(Aim) In the records below, lay out the part that opens with the line containing "For the evaluation set, pick out each instance of the short" and closes with the line containing "x=276 y=177", both included, as a Markdown table with columns Row and Line. Number each row and omit blank lines.

(Entries)
..............................

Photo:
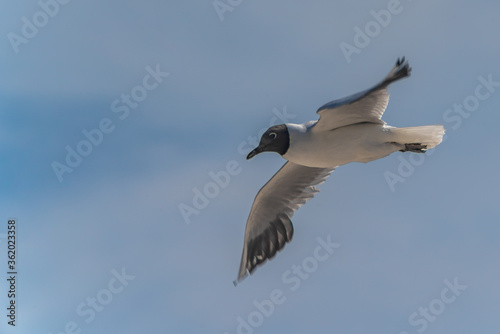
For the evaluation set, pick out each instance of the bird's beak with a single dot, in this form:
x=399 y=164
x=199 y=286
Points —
x=254 y=153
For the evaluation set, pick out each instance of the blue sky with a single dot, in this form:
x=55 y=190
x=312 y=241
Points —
x=107 y=248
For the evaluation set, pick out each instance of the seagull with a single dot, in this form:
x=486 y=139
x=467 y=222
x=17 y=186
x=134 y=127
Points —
x=348 y=130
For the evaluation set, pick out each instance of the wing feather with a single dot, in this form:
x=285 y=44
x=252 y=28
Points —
x=269 y=226
x=366 y=106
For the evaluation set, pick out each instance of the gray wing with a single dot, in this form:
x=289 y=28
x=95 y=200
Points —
x=365 y=106
x=269 y=226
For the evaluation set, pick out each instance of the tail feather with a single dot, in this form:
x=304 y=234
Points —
x=429 y=135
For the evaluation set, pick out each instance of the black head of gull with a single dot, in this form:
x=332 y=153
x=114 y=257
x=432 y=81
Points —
x=275 y=139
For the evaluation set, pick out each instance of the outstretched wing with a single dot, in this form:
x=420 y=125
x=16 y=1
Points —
x=365 y=106
x=269 y=226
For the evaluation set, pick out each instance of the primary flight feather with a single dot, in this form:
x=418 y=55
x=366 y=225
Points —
x=348 y=130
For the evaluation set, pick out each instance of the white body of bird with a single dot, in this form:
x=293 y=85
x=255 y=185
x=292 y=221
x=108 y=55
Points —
x=361 y=142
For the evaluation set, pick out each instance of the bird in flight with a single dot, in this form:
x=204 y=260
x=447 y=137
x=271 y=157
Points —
x=348 y=130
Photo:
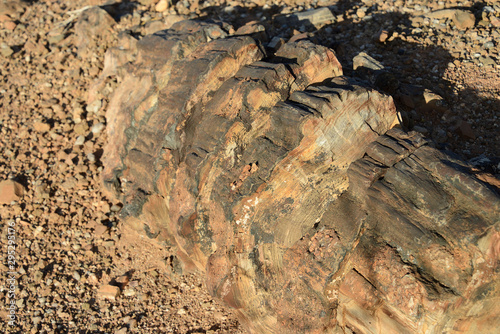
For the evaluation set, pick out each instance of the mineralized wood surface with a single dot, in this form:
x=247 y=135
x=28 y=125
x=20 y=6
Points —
x=288 y=187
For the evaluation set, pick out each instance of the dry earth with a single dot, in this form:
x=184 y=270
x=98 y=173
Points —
x=78 y=270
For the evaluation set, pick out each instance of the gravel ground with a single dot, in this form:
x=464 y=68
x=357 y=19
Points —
x=77 y=269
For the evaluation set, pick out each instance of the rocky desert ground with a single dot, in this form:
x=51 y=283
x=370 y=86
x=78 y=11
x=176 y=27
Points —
x=68 y=264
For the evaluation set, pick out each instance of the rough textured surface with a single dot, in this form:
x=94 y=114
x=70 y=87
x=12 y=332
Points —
x=70 y=240
x=286 y=184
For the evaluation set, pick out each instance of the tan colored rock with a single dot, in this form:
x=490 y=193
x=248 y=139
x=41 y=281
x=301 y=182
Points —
x=93 y=23
x=162 y=5
x=284 y=183
x=10 y=25
x=41 y=127
x=108 y=292
x=10 y=191
x=463 y=19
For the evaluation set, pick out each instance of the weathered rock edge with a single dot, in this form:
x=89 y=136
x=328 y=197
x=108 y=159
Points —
x=286 y=185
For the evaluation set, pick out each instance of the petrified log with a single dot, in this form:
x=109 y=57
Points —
x=289 y=187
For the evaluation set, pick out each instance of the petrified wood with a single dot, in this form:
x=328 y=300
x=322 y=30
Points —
x=290 y=188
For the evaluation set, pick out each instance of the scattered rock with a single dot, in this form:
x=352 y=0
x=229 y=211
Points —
x=465 y=130
x=463 y=19
x=382 y=36
x=162 y=6
x=108 y=292
x=41 y=127
x=6 y=50
x=366 y=61
x=10 y=191
x=315 y=18
x=92 y=23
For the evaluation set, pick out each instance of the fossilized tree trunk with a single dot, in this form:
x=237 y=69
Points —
x=286 y=184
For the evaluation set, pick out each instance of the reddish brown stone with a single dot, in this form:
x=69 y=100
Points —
x=10 y=191
x=283 y=182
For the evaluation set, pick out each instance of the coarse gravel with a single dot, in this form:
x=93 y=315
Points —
x=78 y=270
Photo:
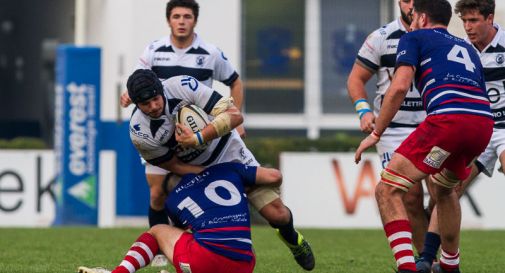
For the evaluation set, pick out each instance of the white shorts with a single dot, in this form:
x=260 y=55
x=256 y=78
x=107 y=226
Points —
x=493 y=151
x=390 y=140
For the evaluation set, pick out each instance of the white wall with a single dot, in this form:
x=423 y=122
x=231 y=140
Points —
x=123 y=28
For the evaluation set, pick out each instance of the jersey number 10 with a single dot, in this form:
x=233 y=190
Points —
x=211 y=194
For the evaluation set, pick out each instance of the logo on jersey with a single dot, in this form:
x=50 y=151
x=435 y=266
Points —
x=191 y=82
x=499 y=58
x=436 y=157
x=200 y=60
x=135 y=129
x=224 y=57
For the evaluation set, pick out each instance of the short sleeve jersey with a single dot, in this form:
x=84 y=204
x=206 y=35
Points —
x=213 y=204
x=493 y=61
x=201 y=60
x=449 y=74
x=378 y=54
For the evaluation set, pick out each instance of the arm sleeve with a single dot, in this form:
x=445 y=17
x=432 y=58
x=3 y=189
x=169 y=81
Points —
x=192 y=91
x=247 y=173
x=369 y=53
x=152 y=152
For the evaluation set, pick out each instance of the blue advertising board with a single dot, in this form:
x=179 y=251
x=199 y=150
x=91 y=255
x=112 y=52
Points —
x=77 y=120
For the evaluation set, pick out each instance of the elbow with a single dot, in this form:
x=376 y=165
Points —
x=276 y=177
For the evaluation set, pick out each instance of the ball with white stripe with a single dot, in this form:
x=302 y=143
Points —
x=193 y=117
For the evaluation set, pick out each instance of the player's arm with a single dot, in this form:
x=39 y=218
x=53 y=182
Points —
x=359 y=76
x=237 y=93
x=178 y=167
x=393 y=99
x=145 y=62
x=268 y=176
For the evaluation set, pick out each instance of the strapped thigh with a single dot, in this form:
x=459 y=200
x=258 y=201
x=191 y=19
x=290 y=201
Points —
x=396 y=180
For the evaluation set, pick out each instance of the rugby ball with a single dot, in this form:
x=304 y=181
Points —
x=193 y=117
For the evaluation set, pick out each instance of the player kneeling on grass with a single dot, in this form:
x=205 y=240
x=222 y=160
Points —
x=183 y=149
x=212 y=205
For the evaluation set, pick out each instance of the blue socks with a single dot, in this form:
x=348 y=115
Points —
x=431 y=245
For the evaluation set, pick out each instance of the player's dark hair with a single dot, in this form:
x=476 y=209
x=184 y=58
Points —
x=439 y=11
x=191 y=4
x=143 y=85
x=485 y=7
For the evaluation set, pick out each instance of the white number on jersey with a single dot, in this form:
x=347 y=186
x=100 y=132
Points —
x=210 y=192
x=463 y=59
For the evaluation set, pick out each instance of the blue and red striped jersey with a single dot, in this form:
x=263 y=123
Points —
x=213 y=205
x=449 y=74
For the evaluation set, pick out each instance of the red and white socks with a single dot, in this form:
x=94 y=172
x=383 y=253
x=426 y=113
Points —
x=140 y=254
x=449 y=261
x=399 y=236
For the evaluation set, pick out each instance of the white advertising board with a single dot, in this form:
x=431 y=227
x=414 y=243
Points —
x=27 y=192
x=327 y=190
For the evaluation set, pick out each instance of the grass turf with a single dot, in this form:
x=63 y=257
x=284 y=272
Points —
x=58 y=250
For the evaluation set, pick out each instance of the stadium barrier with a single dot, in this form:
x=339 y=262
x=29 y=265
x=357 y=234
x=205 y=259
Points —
x=328 y=190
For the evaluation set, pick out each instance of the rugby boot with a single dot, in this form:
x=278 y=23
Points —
x=302 y=252
x=423 y=266
x=83 y=269
x=438 y=269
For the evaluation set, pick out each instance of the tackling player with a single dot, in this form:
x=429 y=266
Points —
x=488 y=39
x=183 y=52
x=378 y=56
x=152 y=131
x=449 y=77
x=213 y=206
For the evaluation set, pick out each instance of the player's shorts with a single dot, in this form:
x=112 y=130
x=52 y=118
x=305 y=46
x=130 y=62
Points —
x=390 y=141
x=451 y=141
x=493 y=151
x=189 y=256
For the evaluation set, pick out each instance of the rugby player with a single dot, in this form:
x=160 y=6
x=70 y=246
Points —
x=377 y=56
x=450 y=78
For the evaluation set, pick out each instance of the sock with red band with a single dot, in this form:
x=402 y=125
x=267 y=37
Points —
x=399 y=236
x=140 y=254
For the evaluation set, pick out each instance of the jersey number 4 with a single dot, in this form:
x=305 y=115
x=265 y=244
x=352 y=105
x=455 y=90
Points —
x=460 y=55
x=211 y=194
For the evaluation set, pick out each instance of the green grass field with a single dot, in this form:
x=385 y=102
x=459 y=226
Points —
x=58 y=250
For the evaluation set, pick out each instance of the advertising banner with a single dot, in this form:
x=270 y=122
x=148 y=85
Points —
x=27 y=188
x=76 y=133
x=328 y=190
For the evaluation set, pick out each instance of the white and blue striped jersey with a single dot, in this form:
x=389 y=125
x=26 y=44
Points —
x=201 y=60
x=492 y=58
x=213 y=205
x=449 y=74
x=378 y=54
x=154 y=138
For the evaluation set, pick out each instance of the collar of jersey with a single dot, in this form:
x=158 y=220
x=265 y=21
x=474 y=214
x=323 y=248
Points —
x=196 y=42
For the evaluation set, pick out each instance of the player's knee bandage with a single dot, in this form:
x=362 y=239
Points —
x=396 y=180
x=222 y=120
x=444 y=181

..............................

(Answer below)
| Row | Line |
|---|---|
| 1 | For the evaluation set, pick out each instance of the short sleeve jersey with a single dot, in this form: |
| 2 | x=84 y=204 |
| 3 | x=206 y=35 |
| 4 | Points — |
| 5 | x=213 y=204 |
| 6 | x=493 y=61 |
| 7 | x=201 y=60 |
| 8 | x=449 y=74 |
| 9 | x=378 y=54 |
| 10 | For the evaluation set, pick out each instance of the arm sleeve with a single dot, in this form: |
| 11 | x=445 y=17 |
| 12 | x=432 y=58 |
| 13 | x=3 y=189 |
| 14 | x=169 y=81 |
| 15 | Points — |
| 16 | x=192 y=91 |
| 17 | x=247 y=173 |
| 18 | x=369 y=53 |
| 19 | x=152 y=152 |
| 20 | For the evaluation set, pick out each instance of the blue advertising board with a single dot, in this form: |
| 21 | x=179 y=251 |
| 22 | x=199 y=150 |
| 23 | x=91 y=255 |
| 24 | x=112 y=52 |
| 25 | Points — |
| 26 | x=77 y=120 |
| 27 | For the evaluation set, pick out each instance of the elbow with a single dot, in this form: |
| 28 | x=376 y=165 |
| 29 | Points — |
| 30 | x=276 y=177 |